Strategies for Improving Memory After Brain Injury

Ask the Expert: Strategies for Improving Memory After Brain Injury

I have a brain injury. When I’m tired or stressed it seems like my memory suffers. Will this get better with time?


The brain can’t store information in its memory efficiently when it’s tired or stressed. So when you’re too tired to focus your attention, your memory is likely to suffer as well. As your brain heals, you may have more energy and be able to pay attention for longer amounts of time. This, in turn, will help your memory. But, you can also use other strategies to help you remember. Here are some ideas:

  • Reduce stress and stay well rested. Take breaks when you need them.
  • Know your limits. When you feel you can’t absorb any more information, take a break or have someone else write it down for you.
  • Consider using a cell phone or PDA (personal digital assistant) to send yourself reminders, remember directions, or keep appointments.
  • Work with a professional (such as a speech-language pathologist) to learn to organize information so it’s easier to remember.

- **Data for review**
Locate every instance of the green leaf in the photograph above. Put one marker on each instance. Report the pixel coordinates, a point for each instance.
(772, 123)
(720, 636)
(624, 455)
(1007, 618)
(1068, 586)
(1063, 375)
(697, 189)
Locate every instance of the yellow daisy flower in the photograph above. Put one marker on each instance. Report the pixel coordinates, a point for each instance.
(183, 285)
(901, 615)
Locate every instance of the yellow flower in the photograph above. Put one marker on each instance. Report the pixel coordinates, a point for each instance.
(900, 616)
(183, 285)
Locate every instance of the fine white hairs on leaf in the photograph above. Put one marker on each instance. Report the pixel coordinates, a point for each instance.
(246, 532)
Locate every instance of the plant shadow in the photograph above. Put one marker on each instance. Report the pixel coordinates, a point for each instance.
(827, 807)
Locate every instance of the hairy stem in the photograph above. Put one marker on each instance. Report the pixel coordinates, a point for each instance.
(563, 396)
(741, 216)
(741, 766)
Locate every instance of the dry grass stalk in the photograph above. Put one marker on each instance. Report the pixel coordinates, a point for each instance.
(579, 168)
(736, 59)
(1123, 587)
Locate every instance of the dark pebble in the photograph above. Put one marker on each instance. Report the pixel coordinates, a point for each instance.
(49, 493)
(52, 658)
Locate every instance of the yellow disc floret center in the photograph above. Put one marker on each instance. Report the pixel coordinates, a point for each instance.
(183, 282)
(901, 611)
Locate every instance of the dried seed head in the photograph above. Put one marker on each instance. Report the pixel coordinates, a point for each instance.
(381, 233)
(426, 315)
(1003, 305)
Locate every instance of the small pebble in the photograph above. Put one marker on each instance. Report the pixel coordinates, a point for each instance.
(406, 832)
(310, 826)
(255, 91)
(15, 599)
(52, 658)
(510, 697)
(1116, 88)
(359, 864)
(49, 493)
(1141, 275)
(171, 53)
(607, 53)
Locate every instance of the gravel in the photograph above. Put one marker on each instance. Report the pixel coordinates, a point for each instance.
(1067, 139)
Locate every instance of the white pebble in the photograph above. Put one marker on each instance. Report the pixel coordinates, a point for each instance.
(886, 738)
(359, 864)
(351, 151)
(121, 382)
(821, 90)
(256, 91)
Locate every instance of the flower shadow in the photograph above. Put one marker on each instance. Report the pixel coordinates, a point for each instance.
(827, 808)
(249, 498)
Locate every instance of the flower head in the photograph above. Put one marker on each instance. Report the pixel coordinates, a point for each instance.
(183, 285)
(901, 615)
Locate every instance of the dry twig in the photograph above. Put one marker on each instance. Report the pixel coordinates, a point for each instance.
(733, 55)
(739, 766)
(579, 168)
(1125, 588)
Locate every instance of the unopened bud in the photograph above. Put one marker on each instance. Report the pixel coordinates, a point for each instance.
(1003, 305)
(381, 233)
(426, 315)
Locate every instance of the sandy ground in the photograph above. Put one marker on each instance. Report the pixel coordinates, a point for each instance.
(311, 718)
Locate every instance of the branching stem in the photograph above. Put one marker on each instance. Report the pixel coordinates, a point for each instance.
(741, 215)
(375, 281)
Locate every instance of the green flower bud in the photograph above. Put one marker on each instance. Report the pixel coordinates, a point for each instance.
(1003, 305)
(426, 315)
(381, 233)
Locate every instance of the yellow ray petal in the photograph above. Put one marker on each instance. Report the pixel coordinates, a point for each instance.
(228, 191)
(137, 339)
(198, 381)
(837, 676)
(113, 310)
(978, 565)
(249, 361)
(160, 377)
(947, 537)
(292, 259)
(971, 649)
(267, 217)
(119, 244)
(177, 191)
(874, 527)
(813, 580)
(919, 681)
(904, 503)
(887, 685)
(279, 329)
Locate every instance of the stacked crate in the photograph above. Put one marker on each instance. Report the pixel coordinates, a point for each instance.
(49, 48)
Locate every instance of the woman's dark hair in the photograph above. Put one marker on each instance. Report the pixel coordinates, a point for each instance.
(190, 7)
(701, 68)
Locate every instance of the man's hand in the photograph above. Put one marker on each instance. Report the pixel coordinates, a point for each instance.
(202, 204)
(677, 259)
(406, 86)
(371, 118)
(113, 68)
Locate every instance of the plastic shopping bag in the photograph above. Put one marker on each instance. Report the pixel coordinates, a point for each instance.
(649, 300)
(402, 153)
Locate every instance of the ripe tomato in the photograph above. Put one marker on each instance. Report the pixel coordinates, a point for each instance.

- **To do**
Decide whether each statement agrees with the text on memory after brain injury: (a) the brain stores information efficiently even when tired, (b) it suggests a speech-language pathologist as one professional to work with, and (c) it recommends a cell phone for sending yourself reminders. Give yes or no for each, with the deciding words from the text quoted.

- **Task answer**
(a) No: "The brain can’t store information in its memory efficiently when it’s tired or stressed."
(b) Yes: "Work with a professional (such as a speech-language pathologist) to learn to organize information so it’s easier to remember."
(c) Yes: "Consider using a cell phone or PDA (personal digital assistant) to send yourself reminders"